(Records of labeled points)
[START]
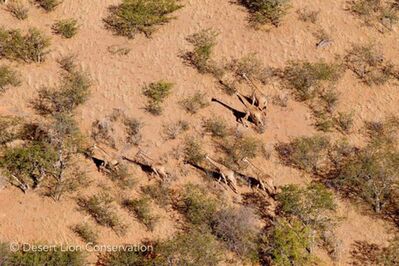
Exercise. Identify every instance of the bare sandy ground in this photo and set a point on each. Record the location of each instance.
(117, 82)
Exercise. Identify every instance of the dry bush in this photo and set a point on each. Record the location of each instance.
(67, 28)
(86, 233)
(156, 93)
(305, 78)
(369, 65)
(237, 229)
(133, 130)
(305, 153)
(11, 128)
(18, 9)
(375, 11)
(193, 152)
(72, 92)
(141, 209)
(344, 121)
(307, 15)
(53, 257)
(195, 102)
(160, 193)
(137, 16)
(251, 67)
(173, 130)
(204, 43)
(8, 78)
(30, 47)
(216, 126)
(266, 11)
(48, 5)
(100, 207)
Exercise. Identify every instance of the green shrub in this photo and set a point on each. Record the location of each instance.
(312, 204)
(142, 210)
(216, 126)
(54, 257)
(193, 151)
(198, 206)
(373, 11)
(204, 43)
(48, 5)
(72, 92)
(305, 78)
(67, 28)
(344, 121)
(194, 103)
(133, 128)
(173, 130)
(370, 174)
(237, 229)
(137, 16)
(31, 47)
(191, 248)
(369, 65)
(156, 93)
(304, 152)
(8, 78)
(27, 166)
(18, 9)
(86, 233)
(10, 129)
(266, 11)
(288, 243)
(100, 208)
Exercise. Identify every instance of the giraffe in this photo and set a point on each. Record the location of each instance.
(258, 98)
(226, 174)
(252, 113)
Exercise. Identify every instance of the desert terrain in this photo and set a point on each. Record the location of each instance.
(117, 80)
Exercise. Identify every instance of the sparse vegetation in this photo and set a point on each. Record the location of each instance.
(8, 78)
(101, 209)
(195, 102)
(266, 11)
(53, 257)
(160, 193)
(173, 130)
(369, 65)
(193, 151)
(308, 15)
(156, 93)
(304, 152)
(204, 43)
(67, 28)
(86, 233)
(306, 78)
(136, 16)
(142, 210)
(31, 47)
(18, 9)
(375, 11)
(216, 126)
(48, 5)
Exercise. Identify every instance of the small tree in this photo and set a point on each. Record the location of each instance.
(67, 28)
(157, 93)
(8, 78)
(31, 47)
(266, 11)
(136, 16)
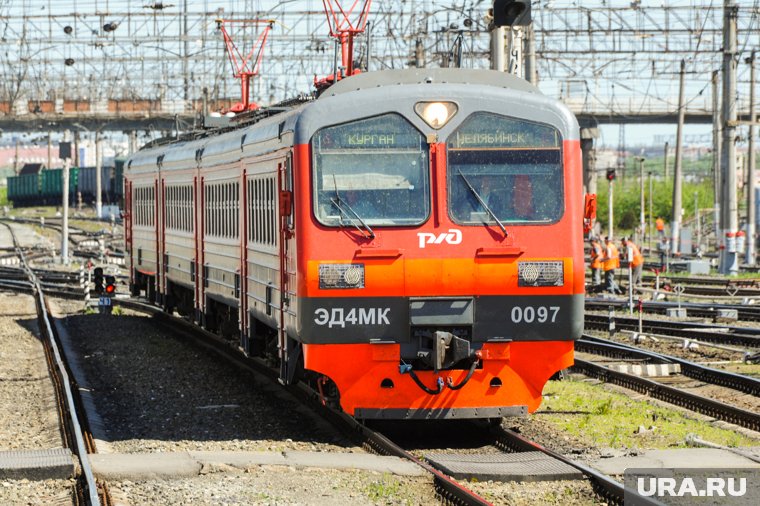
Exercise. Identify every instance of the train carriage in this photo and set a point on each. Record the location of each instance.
(411, 239)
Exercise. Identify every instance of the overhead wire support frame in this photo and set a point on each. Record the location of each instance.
(344, 29)
(240, 63)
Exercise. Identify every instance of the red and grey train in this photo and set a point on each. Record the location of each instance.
(411, 240)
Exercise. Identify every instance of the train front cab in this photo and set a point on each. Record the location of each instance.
(417, 297)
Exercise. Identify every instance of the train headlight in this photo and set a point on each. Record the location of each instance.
(540, 274)
(436, 114)
(341, 276)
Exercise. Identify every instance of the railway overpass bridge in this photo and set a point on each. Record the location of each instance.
(167, 115)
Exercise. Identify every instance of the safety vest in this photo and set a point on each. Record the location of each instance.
(612, 259)
(638, 258)
(596, 255)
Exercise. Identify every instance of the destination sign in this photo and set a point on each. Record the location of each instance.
(368, 139)
(384, 132)
(491, 131)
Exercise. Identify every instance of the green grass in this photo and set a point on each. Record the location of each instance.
(385, 490)
(603, 418)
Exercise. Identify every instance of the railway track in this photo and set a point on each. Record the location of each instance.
(694, 309)
(603, 347)
(671, 395)
(449, 490)
(741, 336)
(75, 436)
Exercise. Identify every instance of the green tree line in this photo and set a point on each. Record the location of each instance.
(627, 193)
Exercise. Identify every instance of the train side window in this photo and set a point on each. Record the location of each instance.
(514, 166)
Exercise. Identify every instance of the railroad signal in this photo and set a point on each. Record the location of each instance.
(110, 285)
(98, 276)
(511, 12)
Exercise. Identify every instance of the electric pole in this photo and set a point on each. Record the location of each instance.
(642, 223)
(65, 203)
(751, 215)
(716, 160)
(98, 176)
(730, 218)
(675, 223)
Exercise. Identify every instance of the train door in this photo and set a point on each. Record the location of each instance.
(154, 295)
(200, 276)
(289, 349)
(243, 316)
(128, 233)
(162, 258)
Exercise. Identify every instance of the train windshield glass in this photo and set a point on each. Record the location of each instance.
(371, 172)
(514, 166)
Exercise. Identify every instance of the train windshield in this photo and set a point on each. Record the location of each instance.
(371, 172)
(504, 167)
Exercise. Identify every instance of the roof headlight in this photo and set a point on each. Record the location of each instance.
(540, 274)
(436, 114)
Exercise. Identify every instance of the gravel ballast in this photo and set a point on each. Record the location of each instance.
(28, 413)
(154, 393)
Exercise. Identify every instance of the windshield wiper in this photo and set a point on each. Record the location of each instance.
(339, 203)
(483, 203)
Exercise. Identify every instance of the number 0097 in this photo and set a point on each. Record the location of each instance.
(538, 314)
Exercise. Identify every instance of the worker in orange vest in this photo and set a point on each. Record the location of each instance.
(660, 225)
(597, 253)
(610, 262)
(636, 260)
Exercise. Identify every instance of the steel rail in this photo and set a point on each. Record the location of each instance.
(741, 336)
(75, 428)
(739, 382)
(698, 309)
(446, 487)
(675, 396)
(606, 487)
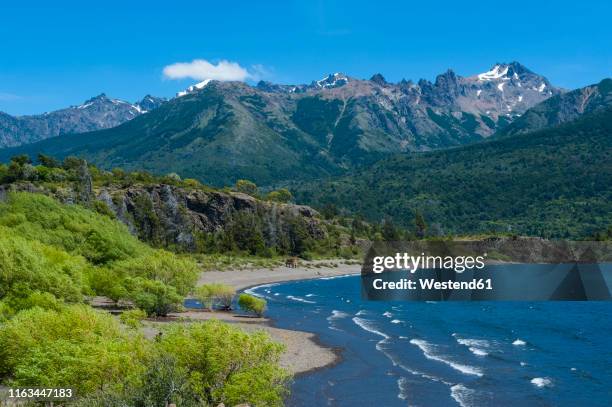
[END]
> **EXERCISE INSTRUCTIONS**
Format every line of the records above as a JSON list of strings, one string per line, leaving out blank lines and the pictures.

> **OUTPUT BELOW**
[
  "Exercise. Identify every instance of the bare sandy ground in this photo and set a point on each. Record the location of each instance.",
  "(117, 82)",
  "Exercise. Identify every instance of the dry bush in this photo and set a point on each. Record the location of each instance.",
  "(67, 28)",
  "(86, 233)",
  "(156, 93)",
  "(305, 78)",
  "(369, 65)",
  "(237, 229)",
  "(133, 130)",
  "(305, 153)",
  "(11, 128)",
  "(18, 9)",
  "(375, 11)",
  "(193, 152)",
  "(72, 92)",
  "(141, 209)",
  "(344, 121)",
  "(307, 15)",
  "(53, 257)",
  "(195, 102)",
  "(160, 193)",
  "(137, 16)",
  "(251, 67)",
  "(173, 130)",
  "(204, 43)",
  "(8, 78)",
  "(30, 47)",
  "(216, 126)",
  "(266, 11)",
  "(48, 5)",
  "(100, 207)",
  "Exercise. Identify every instance of the green shrub in this photo and set a point on each. Record the location of each instance.",
  "(312, 204)",
  "(142, 210)",
  "(216, 126)",
  "(54, 257)",
  "(193, 151)",
  "(198, 206)",
  "(373, 11)",
  "(204, 43)",
  "(48, 5)",
  "(72, 92)",
  "(305, 78)",
  "(67, 28)",
  "(344, 121)",
  "(194, 103)",
  "(133, 128)",
  "(173, 130)",
  "(370, 174)",
  "(237, 229)",
  "(137, 16)",
  "(31, 47)",
  "(191, 248)",
  "(369, 65)",
  "(156, 93)",
  "(304, 152)",
  "(8, 78)",
  "(27, 166)",
  "(18, 9)",
  "(86, 233)",
  "(10, 129)",
  "(266, 11)",
  "(288, 243)",
  "(100, 208)",
  "Exercise. Identify every instance of the giraffe in this photo and set a point on each. Record the location of each instance.",
  "(258, 98)",
  "(226, 174)",
  "(252, 113)",
  "Exercise. Identify every instance of the desert terrain in this photo and set a point on each. Record the location of each instance.",
  "(117, 80)",
  "Exercise. Identify every instance of the sparse vegetation in this photo and set a point on each. Record the location of each instance.",
  "(8, 78)",
  "(101, 209)",
  "(195, 102)",
  "(266, 11)",
  "(53, 257)",
  "(160, 193)",
  "(173, 130)",
  "(369, 65)",
  "(193, 151)",
  "(308, 15)",
  "(156, 93)",
  "(304, 152)",
  "(204, 43)",
  "(67, 28)",
  "(86, 233)",
  "(306, 78)",
  "(136, 16)",
  "(142, 210)",
  "(31, 47)",
  "(18, 9)",
  "(375, 11)",
  "(216, 126)",
  "(48, 5)",
  "Exercise. Identify every instance of the small tree in this photo and set a point on each. Record the location of each instance.",
  "(67, 28)",
  "(157, 93)",
  "(8, 78)",
  "(31, 47)",
  "(266, 11)",
  "(136, 16)",
  "Exercise. Identify every instance of the train carriage in this photo and set a point on each. Record the location of each instance.",
  "(411, 239)",
  "Exercise. Identify every instance of the overhead wire support frame in this photo and set a point on each. Record the location of each instance.",
  "(344, 29)",
  "(240, 63)",
  "Exercise. Identify every instance of the red and grey train in this photo and set a point on each. Record the location of each instance.",
  "(411, 240)",
  "Exercise. Identify every instance of the train front cab in this photo and set a point on each. Record the location of each instance.",
  "(417, 297)",
  "Exercise. Identify every instance of the train headlight in this photo and set a point on each. Record the location of each instance.",
  "(540, 274)",
  "(436, 114)",
  "(341, 276)",
  "Exercise. Identify every instance of the railway overpass bridge in this photo and set a point on each. Record the location of each instance.",
  "(167, 115)",
  "Exercise. Identify every instance of the safety vest in this photo and set a point on each. Record the location of each instance.",
  "(612, 259)",
  "(638, 258)",
  "(596, 255)",
  "Exercise. Identify every instance of the destination sign in this photo and set a point on each. Record the location of each instance.",
  "(368, 139)",
  "(384, 132)",
  "(491, 131)",
  "Exercise. Identify every instance of the green grass in this photo and set a point on each. Record the location of each instance.",
  "(385, 490)",
  "(603, 418)",
  "Exercise. Identify every instance of the railway track in this photo and set a point on each. Record the location of each instance.",
  "(694, 309)",
  "(603, 347)",
  "(671, 395)",
  "(449, 490)",
  "(741, 336)",
  "(75, 436)",
  "Exercise. Identify every instance of the green tree line in this photo and set a point on each. Record the location of each instance.",
  "(627, 193)",
  "Exercise. Identify every instance of the train side window in this photo and set a point on each. Record the location of each instance.",
  "(514, 166)",
  "Exercise. Identify every instance of the railroad signal in this photo and set a point on each. Record the location of each instance.",
  "(110, 285)",
  "(98, 276)",
  "(511, 12)",
  "Exercise. Identify every instance of the electric pole in this photo and set a point on each. Record the location of each instance.",
  "(642, 223)",
  "(65, 203)",
  "(751, 215)",
  "(716, 160)",
  "(98, 176)",
  "(730, 218)",
  "(675, 223)",
  "Exercise. Identify every instance of the train door in this photo and set a point on each. Record the location of each instance.",
  "(154, 295)",
  "(200, 276)",
  "(289, 349)",
  "(243, 316)",
  "(128, 233)",
  "(162, 258)",
  "Exercise. Identify every instance of the train windshield glass in this photo and set a point on each. Record the location of each instance.",
  "(371, 172)",
  "(514, 166)",
  "Exercise. Identify every instance of the train windshield in this photo and set a point on each. Record the location of each instance.",
  "(371, 172)",
  "(504, 167)",
  "Exercise. Identify every instance of the roof headlight in this photo and set a point on each. Record the location of each instance.",
  "(540, 274)",
  "(436, 114)",
  "Exercise. Identify every instance of the gravel ballast in this photo and set a point on each. Record the location of each instance.",
  "(28, 413)",
  "(154, 393)",
  "Exercise. Identify every instance of the windshield wiper in this photo and set a point on each. Record the location of each instance.",
  "(339, 203)",
  "(483, 203)",
  "Exercise. Identify every instance of the number 0097 in this photo and set a point on each. Record the location of each instance.",
  "(538, 314)",
  "Exercise. Identify every instance of the worker in orange vest in this photo and set a point on each. Record the location of each instance.",
  "(660, 225)",
  "(597, 253)",
  "(610, 262)",
  "(636, 260)",
  "Exercise. Identify every instance of the steel rail in this photo and set a point on each. Record the location of each instance.",
  "(741, 336)",
  "(75, 428)",
  "(739, 382)",
  "(698, 309)",
  "(446, 487)",
  "(675, 396)",
  "(606, 487)"
]